Exercise aim:
Reproduce every line of the listing below verbatim.

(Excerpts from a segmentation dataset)
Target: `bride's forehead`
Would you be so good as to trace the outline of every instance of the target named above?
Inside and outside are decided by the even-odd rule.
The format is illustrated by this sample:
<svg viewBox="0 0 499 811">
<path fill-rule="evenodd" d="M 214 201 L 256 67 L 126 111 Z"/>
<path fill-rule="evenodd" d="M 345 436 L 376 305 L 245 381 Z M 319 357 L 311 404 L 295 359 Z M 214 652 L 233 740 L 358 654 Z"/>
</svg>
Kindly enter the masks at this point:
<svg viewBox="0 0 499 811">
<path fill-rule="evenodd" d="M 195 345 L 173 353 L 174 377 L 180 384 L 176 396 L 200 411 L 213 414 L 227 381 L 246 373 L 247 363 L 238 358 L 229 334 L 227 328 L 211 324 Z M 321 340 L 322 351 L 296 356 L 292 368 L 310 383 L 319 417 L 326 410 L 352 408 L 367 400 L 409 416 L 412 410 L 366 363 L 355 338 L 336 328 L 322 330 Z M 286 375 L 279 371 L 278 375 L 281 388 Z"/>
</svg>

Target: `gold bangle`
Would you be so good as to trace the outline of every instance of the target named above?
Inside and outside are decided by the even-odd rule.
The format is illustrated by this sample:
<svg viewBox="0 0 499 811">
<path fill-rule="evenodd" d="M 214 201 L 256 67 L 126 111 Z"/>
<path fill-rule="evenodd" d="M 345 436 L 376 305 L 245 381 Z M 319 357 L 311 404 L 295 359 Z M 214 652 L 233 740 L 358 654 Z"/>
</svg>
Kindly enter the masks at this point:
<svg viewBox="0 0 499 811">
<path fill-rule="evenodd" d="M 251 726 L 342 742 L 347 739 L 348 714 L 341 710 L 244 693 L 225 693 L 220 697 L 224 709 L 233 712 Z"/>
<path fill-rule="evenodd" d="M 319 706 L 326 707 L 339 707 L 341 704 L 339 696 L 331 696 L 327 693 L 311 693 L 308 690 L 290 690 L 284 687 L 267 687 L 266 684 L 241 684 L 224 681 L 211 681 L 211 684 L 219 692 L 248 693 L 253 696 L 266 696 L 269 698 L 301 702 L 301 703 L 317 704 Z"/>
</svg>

The solution:
Target: `bride's forehead`
Would you be so good as to trace the outline of every instance of the target named above?
Inside and outside are decided by the even-odd rule.
The format is illustrated by this sample:
<svg viewBox="0 0 499 811">
<path fill-rule="evenodd" d="M 214 201 L 256 67 L 126 111 Z"/>
<path fill-rule="evenodd" d="M 345 436 L 376 305 L 245 381 Z M 319 357 L 311 404 L 295 359 Z M 214 652 L 233 740 L 358 654 Z"/>
</svg>
Kindly enter the masks at this point:
<svg viewBox="0 0 499 811">
<path fill-rule="evenodd" d="M 195 345 L 173 353 L 174 377 L 180 384 L 176 396 L 200 411 L 213 414 L 227 381 L 246 373 L 247 363 L 238 358 L 229 334 L 227 328 L 211 324 Z M 321 340 L 322 351 L 296 356 L 292 368 L 310 383 L 319 417 L 326 410 L 352 408 L 367 400 L 409 416 L 412 410 L 366 363 L 355 338 L 336 328 L 322 330 Z M 286 375 L 279 371 L 278 375 L 281 388 Z"/>
</svg>

Target: `gold bangle`
Would you be so good as to trace the outline of every instance of the target named above?
Inside and outside are decided by the even-odd rule.
The format is illustrated by this sample:
<svg viewBox="0 0 499 811">
<path fill-rule="evenodd" d="M 214 201 L 256 67 L 126 111 Z"/>
<path fill-rule="evenodd" d="M 345 436 L 376 305 L 245 381 Z M 319 357 L 311 404 L 295 359 Z M 214 652 L 233 740 L 358 654 Z"/>
</svg>
Kindly enter the masks at this point:
<svg viewBox="0 0 499 811">
<path fill-rule="evenodd" d="M 251 726 L 342 742 L 347 739 L 348 714 L 341 710 L 244 693 L 225 693 L 220 697 L 224 709 L 233 712 Z"/>
<path fill-rule="evenodd" d="M 319 706 L 326 707 L 339 707 L 341 704 L 339 696 L 331 696 L 327 693 L 311 693 L 308 690 L 290 690 L 284 687 L 267 687 L 266 684 L 241 684 L 224 681 L 211 681 L 211 684 L 219 692 L 248 693 L 253 696 L 266 696 L 269 698 L 301 702 L 301 703 L 317 704 Z"/>
</svg>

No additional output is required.